[Stored data]:
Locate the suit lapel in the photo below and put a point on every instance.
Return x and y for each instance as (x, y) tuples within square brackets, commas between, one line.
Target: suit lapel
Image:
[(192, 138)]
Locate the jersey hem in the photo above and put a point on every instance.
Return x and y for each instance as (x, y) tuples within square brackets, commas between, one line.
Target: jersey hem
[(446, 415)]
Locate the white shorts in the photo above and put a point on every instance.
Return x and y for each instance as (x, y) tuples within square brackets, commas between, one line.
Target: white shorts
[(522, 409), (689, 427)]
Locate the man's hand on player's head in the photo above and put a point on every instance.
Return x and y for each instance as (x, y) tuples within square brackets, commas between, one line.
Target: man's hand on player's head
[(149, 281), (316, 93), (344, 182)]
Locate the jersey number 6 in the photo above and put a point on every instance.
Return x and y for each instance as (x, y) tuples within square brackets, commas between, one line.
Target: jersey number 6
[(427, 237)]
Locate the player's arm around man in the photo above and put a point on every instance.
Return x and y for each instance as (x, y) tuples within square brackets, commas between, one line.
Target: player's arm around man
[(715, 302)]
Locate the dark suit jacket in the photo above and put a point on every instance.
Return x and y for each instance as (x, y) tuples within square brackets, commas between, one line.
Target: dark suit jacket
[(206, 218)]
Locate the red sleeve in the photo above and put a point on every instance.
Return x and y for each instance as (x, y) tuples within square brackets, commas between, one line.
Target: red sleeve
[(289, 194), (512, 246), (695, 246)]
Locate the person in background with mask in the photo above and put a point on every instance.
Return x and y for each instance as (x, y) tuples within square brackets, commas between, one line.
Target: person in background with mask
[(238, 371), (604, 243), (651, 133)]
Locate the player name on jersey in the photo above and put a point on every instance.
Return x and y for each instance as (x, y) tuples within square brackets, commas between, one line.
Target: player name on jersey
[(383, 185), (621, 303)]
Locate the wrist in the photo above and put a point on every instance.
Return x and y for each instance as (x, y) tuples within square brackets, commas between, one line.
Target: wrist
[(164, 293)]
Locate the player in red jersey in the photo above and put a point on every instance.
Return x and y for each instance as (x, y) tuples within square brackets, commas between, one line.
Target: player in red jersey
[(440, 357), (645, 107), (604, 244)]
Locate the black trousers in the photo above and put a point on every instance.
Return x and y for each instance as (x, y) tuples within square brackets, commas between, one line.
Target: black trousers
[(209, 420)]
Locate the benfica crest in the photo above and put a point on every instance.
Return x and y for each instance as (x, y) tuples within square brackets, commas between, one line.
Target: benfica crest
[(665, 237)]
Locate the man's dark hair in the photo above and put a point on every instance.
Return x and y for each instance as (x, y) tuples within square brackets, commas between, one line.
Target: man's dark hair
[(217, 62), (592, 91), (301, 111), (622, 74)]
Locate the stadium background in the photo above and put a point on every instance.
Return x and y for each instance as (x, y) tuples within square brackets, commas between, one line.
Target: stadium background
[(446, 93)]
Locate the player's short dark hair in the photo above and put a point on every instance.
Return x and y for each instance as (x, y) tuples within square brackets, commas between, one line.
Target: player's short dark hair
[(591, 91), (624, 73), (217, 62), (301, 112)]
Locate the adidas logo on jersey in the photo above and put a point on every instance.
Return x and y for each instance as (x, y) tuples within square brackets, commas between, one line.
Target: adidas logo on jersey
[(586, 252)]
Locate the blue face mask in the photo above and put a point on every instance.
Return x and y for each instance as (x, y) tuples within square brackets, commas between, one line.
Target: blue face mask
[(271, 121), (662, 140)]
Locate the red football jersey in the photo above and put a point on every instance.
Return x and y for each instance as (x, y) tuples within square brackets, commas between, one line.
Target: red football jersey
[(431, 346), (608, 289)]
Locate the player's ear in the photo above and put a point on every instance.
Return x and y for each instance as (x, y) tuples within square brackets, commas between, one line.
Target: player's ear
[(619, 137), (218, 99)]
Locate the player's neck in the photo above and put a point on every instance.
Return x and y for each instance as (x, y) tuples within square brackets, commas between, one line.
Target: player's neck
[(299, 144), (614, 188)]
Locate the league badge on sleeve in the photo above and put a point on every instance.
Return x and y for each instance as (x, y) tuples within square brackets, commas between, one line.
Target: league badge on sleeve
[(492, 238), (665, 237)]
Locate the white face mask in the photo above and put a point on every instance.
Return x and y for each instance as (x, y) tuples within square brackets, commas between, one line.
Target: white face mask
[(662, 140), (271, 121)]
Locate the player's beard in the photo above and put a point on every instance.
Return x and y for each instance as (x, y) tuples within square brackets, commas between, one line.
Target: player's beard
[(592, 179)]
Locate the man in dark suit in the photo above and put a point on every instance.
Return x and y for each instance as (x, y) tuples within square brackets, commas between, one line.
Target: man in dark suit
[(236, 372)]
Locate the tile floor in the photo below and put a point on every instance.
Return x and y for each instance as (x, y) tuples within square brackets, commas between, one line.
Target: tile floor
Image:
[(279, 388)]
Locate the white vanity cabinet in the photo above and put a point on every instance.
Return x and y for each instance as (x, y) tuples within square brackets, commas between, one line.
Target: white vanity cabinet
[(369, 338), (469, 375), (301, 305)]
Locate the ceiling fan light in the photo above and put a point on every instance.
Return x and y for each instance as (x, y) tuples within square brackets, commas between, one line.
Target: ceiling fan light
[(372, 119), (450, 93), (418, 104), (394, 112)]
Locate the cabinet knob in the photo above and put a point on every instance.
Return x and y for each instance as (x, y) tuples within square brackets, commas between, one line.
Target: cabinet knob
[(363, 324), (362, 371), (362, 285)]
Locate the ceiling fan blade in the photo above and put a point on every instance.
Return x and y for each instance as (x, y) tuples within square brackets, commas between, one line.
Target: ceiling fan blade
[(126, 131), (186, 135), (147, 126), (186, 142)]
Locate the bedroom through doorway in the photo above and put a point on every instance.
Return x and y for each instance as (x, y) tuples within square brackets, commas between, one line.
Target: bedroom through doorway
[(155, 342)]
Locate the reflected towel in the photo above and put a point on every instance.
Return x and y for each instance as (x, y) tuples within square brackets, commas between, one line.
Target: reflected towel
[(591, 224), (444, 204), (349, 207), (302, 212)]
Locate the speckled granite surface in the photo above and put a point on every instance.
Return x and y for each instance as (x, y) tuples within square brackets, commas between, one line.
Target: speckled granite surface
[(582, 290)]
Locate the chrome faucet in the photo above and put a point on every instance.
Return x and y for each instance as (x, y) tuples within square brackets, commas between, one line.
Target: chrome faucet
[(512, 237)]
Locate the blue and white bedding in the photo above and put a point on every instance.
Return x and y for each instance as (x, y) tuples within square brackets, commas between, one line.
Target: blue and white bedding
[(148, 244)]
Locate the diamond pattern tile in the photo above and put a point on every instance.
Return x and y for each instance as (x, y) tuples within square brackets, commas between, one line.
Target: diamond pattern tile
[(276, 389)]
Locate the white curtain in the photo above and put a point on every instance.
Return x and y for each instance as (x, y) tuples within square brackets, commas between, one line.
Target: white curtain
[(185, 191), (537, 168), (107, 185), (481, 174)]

[Requirement]: Of the entries above, repeat exactly the lines between the line with "Target: player in red jersey" and the line with "Locate the stadium", inclusive, and no others.

[Answer for this exercise]:
Target: player in red jersey
[(440, 357), (645, 107), (604, 244)]
Locate the black trousers in the photo above and put a point on every instance.
Return x and y for each instance as (x, y) tuples within square brackets, commas between, one line.
Target: black trousers
[(209, 420)]
Locate the benfica crest in the photo above and put a point on every instance.
Return x and y for each instance as (x, y) tuples within square brackets, commas between, one line.
Target: benfica crest
[(665, 237)]
Locate the man's dark hair in the photo above and put a point on every instance.
Return x and y for each instance as (x, y) tuples within square brackets, commas between, one line.
Target: man's dark hair
[(217, 62), (592, 91), (301, 111), (622, 74)]
Locate the stadium background in the photo above and put a point on every instance.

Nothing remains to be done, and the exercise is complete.